Records for the exercise:
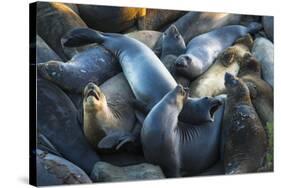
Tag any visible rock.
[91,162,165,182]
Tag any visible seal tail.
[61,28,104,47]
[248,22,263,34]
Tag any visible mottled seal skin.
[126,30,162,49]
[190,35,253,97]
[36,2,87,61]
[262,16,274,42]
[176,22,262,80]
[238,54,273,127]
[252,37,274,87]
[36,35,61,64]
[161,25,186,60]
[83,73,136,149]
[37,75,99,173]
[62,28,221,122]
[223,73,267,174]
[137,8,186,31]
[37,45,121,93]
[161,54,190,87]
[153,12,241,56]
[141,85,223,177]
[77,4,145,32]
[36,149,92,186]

--

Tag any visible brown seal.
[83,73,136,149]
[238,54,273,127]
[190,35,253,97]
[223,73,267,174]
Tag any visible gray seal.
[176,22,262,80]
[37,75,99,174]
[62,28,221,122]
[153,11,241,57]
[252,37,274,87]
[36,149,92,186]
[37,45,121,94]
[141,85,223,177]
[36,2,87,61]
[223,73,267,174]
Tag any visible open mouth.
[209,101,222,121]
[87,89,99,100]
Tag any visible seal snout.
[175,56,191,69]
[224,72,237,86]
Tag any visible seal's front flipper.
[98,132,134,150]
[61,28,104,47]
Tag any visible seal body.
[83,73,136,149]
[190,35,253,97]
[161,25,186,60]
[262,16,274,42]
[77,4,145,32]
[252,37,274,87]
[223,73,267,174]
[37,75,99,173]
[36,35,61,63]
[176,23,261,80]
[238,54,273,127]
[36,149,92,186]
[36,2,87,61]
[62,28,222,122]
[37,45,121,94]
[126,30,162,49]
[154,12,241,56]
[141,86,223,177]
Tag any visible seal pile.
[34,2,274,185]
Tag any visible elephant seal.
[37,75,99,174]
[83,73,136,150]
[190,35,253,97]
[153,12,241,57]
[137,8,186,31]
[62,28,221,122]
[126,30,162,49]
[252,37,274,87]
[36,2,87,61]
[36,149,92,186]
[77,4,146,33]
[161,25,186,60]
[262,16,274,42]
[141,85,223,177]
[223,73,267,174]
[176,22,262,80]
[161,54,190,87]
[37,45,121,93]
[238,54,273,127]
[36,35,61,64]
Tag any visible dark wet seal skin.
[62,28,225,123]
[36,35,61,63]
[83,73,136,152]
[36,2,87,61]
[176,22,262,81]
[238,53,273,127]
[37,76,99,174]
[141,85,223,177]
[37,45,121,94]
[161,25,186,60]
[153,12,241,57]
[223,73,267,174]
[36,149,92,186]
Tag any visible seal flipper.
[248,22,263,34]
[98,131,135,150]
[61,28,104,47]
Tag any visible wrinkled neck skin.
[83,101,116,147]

* * *

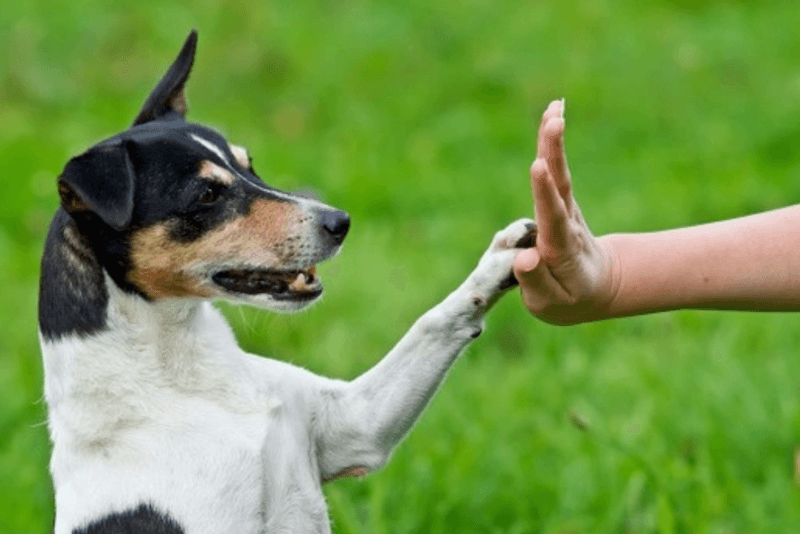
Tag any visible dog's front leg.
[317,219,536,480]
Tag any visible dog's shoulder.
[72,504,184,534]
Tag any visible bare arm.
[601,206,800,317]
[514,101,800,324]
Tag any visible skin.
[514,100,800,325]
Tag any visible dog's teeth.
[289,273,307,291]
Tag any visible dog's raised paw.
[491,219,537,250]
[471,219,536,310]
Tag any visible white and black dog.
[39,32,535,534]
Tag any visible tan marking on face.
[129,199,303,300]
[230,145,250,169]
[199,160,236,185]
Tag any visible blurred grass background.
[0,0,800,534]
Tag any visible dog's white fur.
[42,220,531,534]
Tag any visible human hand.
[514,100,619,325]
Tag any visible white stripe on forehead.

To do: Please pull out every line of the records above that contains the string "seal". Case counts.

Response to this task:
Tag any visible seal tail.
Tag any visible mottled seal skin.
Tag any visible brown seal.
Tag any visible gray seal.
Tag any visible seal snout.
Tag any visible seal's front flipper.
Tag any visible seal body.
Tag any visible seal pile.
Tag any visible elephant seal.
Tag any visible dark wet seal skin.
Tag any visible seal flipper.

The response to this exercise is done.